INSTRUÇÕES DA TAREFA:
Responda, com base no texto extraído sobre o transporte público em São Paulo:
(a) Em que período Jilmar Tatto ocupou o mesmo cargo na gestão da ex-prefeita Marta Suplicy?
(b) Para quantos quilômetros Haddad ampliou o plano de faixas exclusivas para ônibus, e com que prazo?
(c) Em quanto é avaliada a nova concessão das linhas de ônibus, e em quantos anos?

TEXTO EXTRAÍDO:

....

Com a secretaria posta em evidência pelos protestos de junho, o secretário municipal de Transportes de São Paulo, Jilmar Tatto (PT), diz que viu uma mudança de mentalidade da população a favor do transporte público muito antes de ocorrerem as manifestações e que isso facilitou a abertura de faixas para ônibus. Em entrevista exclusiva ao Valor, o petista afirma que a prefeitura vai tentar reduzir a margem de lucro dos empresários, mas que isso não é fácil porque o setor é praticamente um cartel.
Para Tatto, que ocupou o mesmo cargo na gestão da ex-prefeita Marta Suplicy (2001 a 2004), a população ficou mais consciente da importância do transporte coletivo na última década. Em 2004, lembra, ocorreram protestos quando a prefeitura tentou criar faixas e corredores exclusivos para ônibus em avenidas de bairros nobres da capital. Agora, a gestão do prefeito Fernando Haddad (PT) tira do papel um plano muito maior sem oposição dos moradores.
“A não resistência à implantação de faixas exclusivas e corredores é um ganho importante”, avalia, lembrando que metade dos 83 km de faixas exclusivas feitos pela atual gestão foram construídos até maio – portanto, antes de a população ir às ruas pedir melhorias no transporte público. “Hoje há uma consciência maior de que a cidade travou e de que não tem jeito de caber mais carros”, pontua.
Como resposta aos protestos, Haddad determinou que o plano de faixas exclusivas para ônibus passasse de 150 km em quatro anos para 220 km até dezembro deste ano. Há ainda a promessa de fazer mais 150 km de corredores de ônibus, projeto de R$ 6 bilhões que a prefeitura pretende realizar com dinheiro do Programa de Aceleração do Crescimento (PAC).
No discurso de restrição ao transporte individual, o secretário defende ainda que a Contribuições de Intervenção no Domínio Econômico (Cide) sobre a gasolina seja repassada para os municípios para subsidiar as tarifas de ônibus. Para ele, a classe média, que já não simpatiza com o PT, vai entender o encarecimento à locomoção por carro e à retirada de espaço dos automóveis. “Vai ser bom até para quem quer continuar usando o carro porque vai aliviar o trânsito.”
Tatto afirma que a nova concessão das linhas de ônibus, avaliada em R$ 46 bilhões em 15 anos, vai melhorar a qualidade do serviço, ao mudar a forma de remuneração das empresas e permitir maior controle, como uso de GPS para fiscalizar se os ônibus realmente partiram – um dos principais motivos, diz, da excessiva espera nos pontos e das lotações.

....

DADOS ARMAZENADOS:
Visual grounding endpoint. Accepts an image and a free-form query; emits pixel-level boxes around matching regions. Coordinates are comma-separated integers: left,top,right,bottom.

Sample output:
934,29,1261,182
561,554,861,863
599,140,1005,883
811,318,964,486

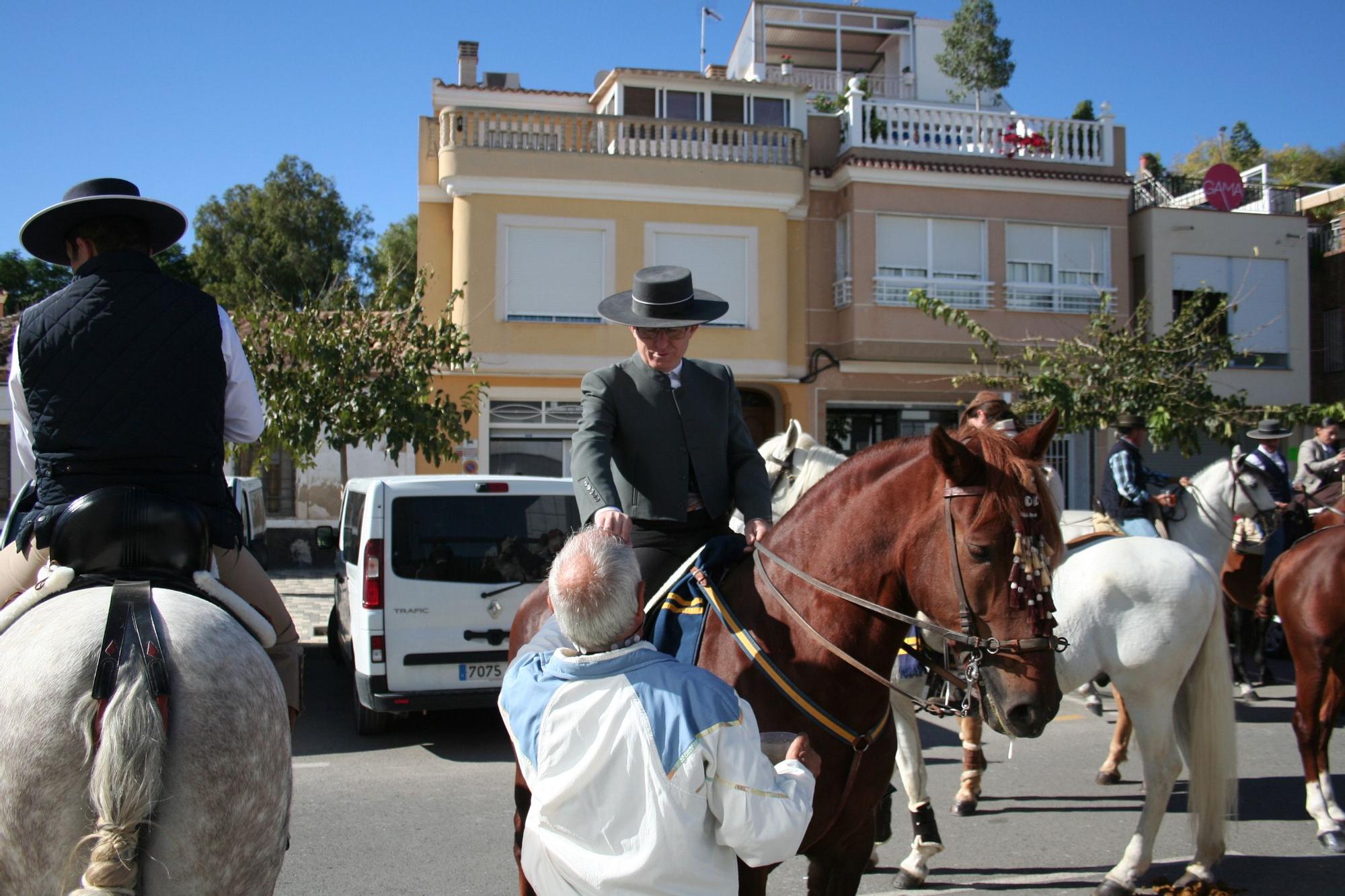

....

RESPOSTA DO EXERCÍCIO:
(a) De 2001 a 2004.
(b) Para 220 km, até dezembro deste ano.
(c) Em R$ 46 bilhões, em 15 anos.